What you are asked to do: Copy out every record below with complete accuracy.

+++ Data section

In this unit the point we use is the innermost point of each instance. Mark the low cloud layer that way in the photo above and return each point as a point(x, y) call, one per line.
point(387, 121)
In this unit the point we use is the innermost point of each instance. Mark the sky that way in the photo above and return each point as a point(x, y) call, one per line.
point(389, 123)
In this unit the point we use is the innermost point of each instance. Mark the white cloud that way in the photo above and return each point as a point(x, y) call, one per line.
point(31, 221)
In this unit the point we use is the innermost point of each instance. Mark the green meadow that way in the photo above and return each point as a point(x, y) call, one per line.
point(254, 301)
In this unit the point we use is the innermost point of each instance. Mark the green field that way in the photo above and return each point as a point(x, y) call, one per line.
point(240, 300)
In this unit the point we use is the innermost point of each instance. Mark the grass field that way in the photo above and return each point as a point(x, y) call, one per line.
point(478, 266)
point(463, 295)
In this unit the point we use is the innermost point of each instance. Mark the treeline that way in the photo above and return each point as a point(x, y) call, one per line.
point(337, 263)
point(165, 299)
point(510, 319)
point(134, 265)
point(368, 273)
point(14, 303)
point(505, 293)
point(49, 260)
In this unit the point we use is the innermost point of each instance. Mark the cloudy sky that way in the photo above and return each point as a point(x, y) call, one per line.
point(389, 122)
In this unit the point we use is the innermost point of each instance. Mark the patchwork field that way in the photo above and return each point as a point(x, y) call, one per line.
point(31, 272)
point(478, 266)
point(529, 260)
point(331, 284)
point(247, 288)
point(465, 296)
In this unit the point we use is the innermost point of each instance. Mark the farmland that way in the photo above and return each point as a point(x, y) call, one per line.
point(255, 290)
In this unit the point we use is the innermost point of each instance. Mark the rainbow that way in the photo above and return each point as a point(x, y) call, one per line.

++++++

Exercise response:
In this unit the point we use is the innermost point of each instance. Mark the low cloud layer that way in the photo above and return each point as a point(x, y) call, one per line.
point(387, 121)
In this unit the point we use is the innermost point of each instance. Mark the sky that way in the photo above and return each point as a point(x, y) call, one per line.
point(389, 123)
In this unit the point we use is the innermost point of each instance. Mark the white cloud that way in the photo above and return each point as a point(x, y) call, one per line.
point(31, 221)
In this unit the point we use is the innermost point of each instance. Mark the green meadow that way in the photo above and return each point as a point(x, y) call, one per line.
point(254, 301)
In this unit the point we use is the innermost point of each instance. Mark the green field that way in the photo above and return each point as a point(x, y) call, one per line.
point(240, 300)
In this unit the point we use is the innermost point of each instance. Mark the grass field that way in the photo above and return each point as a point(x, y) call, one per line.
point(478, 266)
point(463, 295)
In this unit the point we use is the innermost point of each instance. Mark the treeline that way in the photo above and return each point as a point(x, y) call, one per line.
point(337, 263)
point(165, 299)
point(510, 319)
point(134, 265)
point(368, 273)
point(14, 303)
point(505, 293)
point(49, 260)
In this unit the point we use is the innermost point of each instance. Mark the cloudy sky that way in the photo above and return each point as a point(x, y) call, one per line.
point(389, 122)
In this unit the point we use is the innermost point of each instance. Mark the patchwork field that way in the photo above and return each point as a point(x, y) call, one per line.
point(31, 272)
point(478, 266)
point(529, 260)
point(331, 284)
point(247, 288)
point(465, 296)
In this unit the point we use is the innermost point of each instance. Mark the farmland that way in the photo above and return each point as a point(x, y) call, one per line.
point(255, 290)
In this unit the point we use is the innermost point of each instance. Mark the rainbow that way in the photo above and return each point as a point(x, y) call, one per line.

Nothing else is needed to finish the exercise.